-- EXTRACT follows --

Experience with GMHR sugar beet cultivation is limited to the US and Canada, where this GM plant has been grown since 2007. Nonetheless, some conclusions can also be drawn from the long-term cultivation of GMHR oilseed rape (Graef, 2009*). The introduction of GMHR sugar beet cultivation and its HR technology in Europe will alter existing cropping systems and lead to various practice changes (Benbrook, 2009*; Champion et al., 2003*) that may entail agro-environmental effects (Table 2). Locally, GMHR sugar beet cultivation may be expanded to areas that, due to weed pressure, were less suitable for cultivation before.

Herbicide application pattern: In HR sugar beet cultivation, only the broad-spectrum herbicide glyphosate is applied, usually first at the post-emergence stage and second until 60 – 70% canopy closure. This makes timing more flexible and simplifies weed control (Champion et al., 2003*). In conventional agriculture, usually three to four (up to six) herbicide applications are done, with glyphosate often applied at the pre-seeding or pre-emergent stage to clear fields and postharvest for volunteer control (Märländer, 2005; Schütte and Mertens, 2010), while other herbicides are applied during crop development. With HR sugar beet cultivation, the aim is also to reduce the active ingredient (ai) amount and the number of herbicides. For the case of GMHR oilseed rape in the US and Canada, this holds true only for the first years of cultivation (Champion et al., 2003*; Benbrook, 2009*).

-- EXTRACT concluded --
-- SUPPLIED MATERIAL follows --

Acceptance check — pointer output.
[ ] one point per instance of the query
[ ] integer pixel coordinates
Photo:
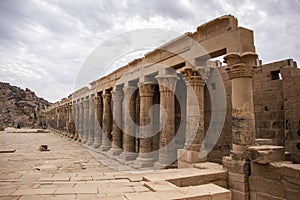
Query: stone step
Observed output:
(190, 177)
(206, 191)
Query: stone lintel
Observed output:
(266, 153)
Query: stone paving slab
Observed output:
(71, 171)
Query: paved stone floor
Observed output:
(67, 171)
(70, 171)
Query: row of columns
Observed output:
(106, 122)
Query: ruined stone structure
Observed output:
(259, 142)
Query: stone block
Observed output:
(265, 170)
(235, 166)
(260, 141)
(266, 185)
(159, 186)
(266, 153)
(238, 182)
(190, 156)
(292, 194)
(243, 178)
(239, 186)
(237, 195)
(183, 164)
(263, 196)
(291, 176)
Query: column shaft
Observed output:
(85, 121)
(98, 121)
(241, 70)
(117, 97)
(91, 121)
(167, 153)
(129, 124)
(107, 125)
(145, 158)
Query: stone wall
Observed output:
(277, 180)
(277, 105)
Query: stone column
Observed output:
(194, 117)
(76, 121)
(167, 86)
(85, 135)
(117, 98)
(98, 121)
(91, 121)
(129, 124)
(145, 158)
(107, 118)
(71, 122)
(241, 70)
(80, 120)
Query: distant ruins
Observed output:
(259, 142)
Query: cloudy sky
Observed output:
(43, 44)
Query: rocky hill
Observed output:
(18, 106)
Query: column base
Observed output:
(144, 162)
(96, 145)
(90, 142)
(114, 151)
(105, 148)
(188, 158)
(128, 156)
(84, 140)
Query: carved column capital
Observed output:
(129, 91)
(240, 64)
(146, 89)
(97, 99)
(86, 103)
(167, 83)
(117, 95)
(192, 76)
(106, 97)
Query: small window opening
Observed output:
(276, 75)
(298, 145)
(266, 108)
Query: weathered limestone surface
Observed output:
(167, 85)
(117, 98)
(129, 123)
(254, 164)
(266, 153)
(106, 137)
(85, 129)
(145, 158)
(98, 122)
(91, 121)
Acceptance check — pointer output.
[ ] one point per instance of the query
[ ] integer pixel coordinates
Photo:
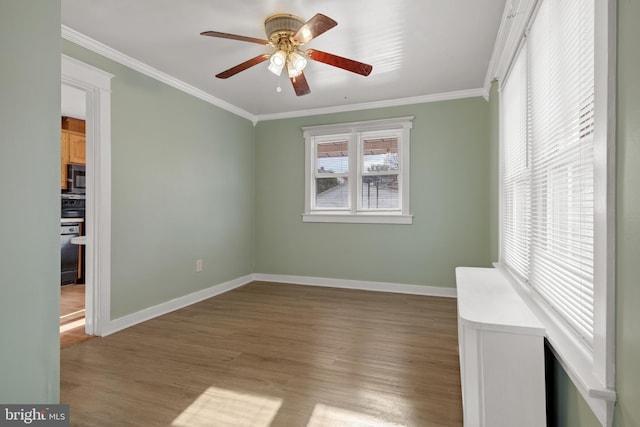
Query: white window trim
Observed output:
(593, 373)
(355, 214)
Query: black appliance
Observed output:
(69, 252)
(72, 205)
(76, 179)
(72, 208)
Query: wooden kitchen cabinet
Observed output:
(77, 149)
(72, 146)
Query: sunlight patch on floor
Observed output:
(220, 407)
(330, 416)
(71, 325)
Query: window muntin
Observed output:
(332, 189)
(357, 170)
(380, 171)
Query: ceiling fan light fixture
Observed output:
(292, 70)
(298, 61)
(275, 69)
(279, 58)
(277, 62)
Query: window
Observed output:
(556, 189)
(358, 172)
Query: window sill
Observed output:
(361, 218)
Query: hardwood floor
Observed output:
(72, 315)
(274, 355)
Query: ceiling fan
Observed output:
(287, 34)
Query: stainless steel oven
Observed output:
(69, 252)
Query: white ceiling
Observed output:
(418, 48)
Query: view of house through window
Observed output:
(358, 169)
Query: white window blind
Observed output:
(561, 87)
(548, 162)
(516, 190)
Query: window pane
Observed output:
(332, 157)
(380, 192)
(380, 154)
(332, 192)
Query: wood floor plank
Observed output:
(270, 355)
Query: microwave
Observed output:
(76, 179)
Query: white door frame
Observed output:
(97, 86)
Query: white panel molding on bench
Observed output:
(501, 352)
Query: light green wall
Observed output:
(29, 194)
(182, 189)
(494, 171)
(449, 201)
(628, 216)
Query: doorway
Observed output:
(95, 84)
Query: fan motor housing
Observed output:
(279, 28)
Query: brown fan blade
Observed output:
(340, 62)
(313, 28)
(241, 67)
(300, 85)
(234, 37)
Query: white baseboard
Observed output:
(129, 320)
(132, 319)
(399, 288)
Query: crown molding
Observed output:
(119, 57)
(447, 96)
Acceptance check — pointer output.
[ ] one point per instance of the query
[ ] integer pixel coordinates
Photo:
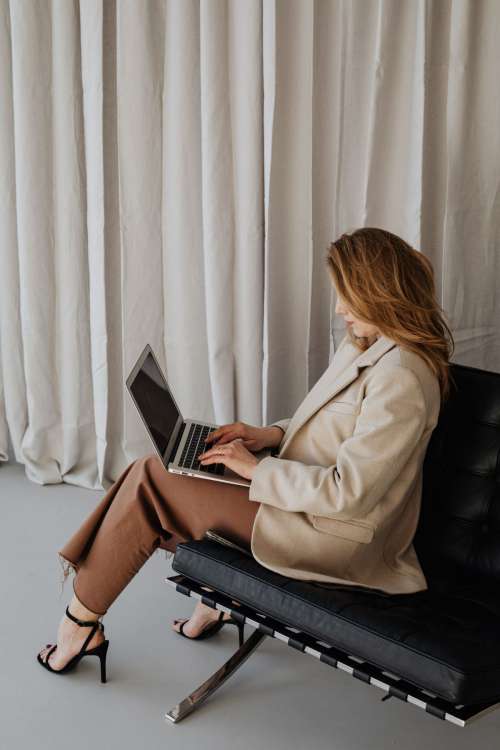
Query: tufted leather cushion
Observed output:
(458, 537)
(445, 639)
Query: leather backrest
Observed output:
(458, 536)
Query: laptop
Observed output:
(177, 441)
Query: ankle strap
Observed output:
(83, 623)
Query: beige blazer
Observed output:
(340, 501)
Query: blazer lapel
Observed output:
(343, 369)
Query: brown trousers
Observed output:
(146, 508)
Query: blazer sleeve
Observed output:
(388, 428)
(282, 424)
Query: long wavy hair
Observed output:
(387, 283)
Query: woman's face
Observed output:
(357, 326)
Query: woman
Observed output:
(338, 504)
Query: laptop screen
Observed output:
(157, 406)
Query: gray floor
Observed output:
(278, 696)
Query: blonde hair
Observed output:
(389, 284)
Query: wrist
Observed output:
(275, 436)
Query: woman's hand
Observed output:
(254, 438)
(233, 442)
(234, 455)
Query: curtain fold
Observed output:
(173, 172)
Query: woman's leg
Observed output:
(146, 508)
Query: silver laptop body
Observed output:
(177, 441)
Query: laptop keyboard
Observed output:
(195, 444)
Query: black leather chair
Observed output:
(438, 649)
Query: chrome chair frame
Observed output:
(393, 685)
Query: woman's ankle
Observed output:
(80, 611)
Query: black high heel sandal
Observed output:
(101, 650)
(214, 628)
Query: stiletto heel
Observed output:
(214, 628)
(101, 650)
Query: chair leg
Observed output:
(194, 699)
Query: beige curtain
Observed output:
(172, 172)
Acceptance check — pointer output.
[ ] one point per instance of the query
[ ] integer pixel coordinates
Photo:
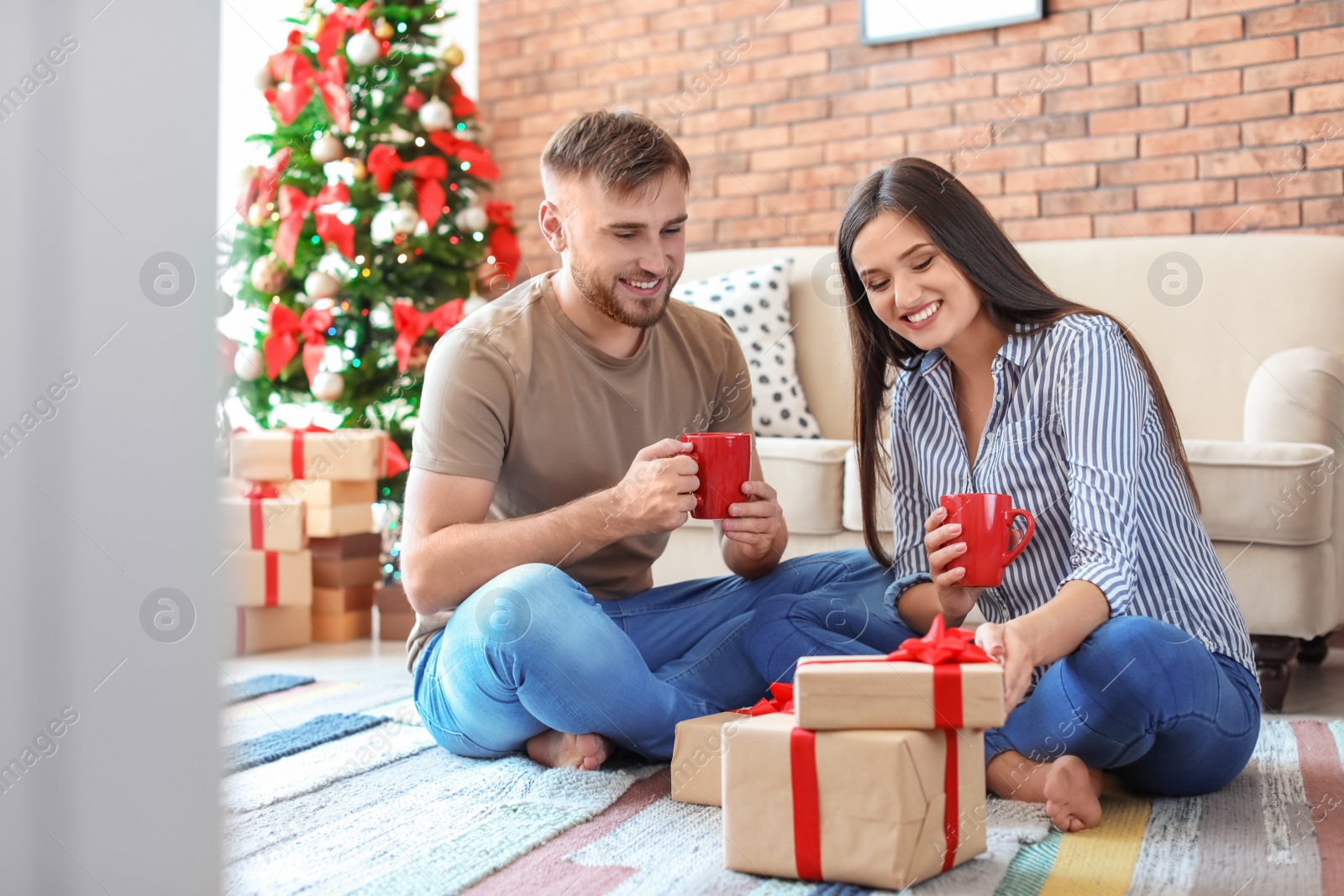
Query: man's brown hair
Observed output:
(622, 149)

-- SUPPLIED MATERIAL concluded --

WORK TO COMPLETE – Can you rewrite the sugar beet text from "Herbicide application pattern: In" up to and including "2003*; Benbrook, 2009*).", substituting "the total herbicide" for "glyphosate" throughout? Work only from the sugar beet text, not from the rows.

ANSWER SPACE –
Herbicide application pattern: In HR sugar beet cultivation, only the broad-spectrum herbicide the total herbicide is applied, usually first at the post-emergence stage and second until 60 – 70% canopy closure. This makes timing more flexible and simplifies weed control (Champion et al., 2003*). In conventional agriculture, usually three to four (up to six) herbicide applications are done, with the total herbicide often applied at the pre-seeding or pre-emergent stage to clear fields and postharvest for volunteer control (Märländer, 2005; Schütte and Mertens, 2010), while other herbicides are applied during crop development. With HR sugar beet cultivation, the aim is also to reduce the active ingredient (ai) amount and the number of herbicides. For the case of GMHR oilseed rape in the US and Canada, this holds true only for the first years of cultivation (Champion et al., 2003*; Benbrook, 2009*).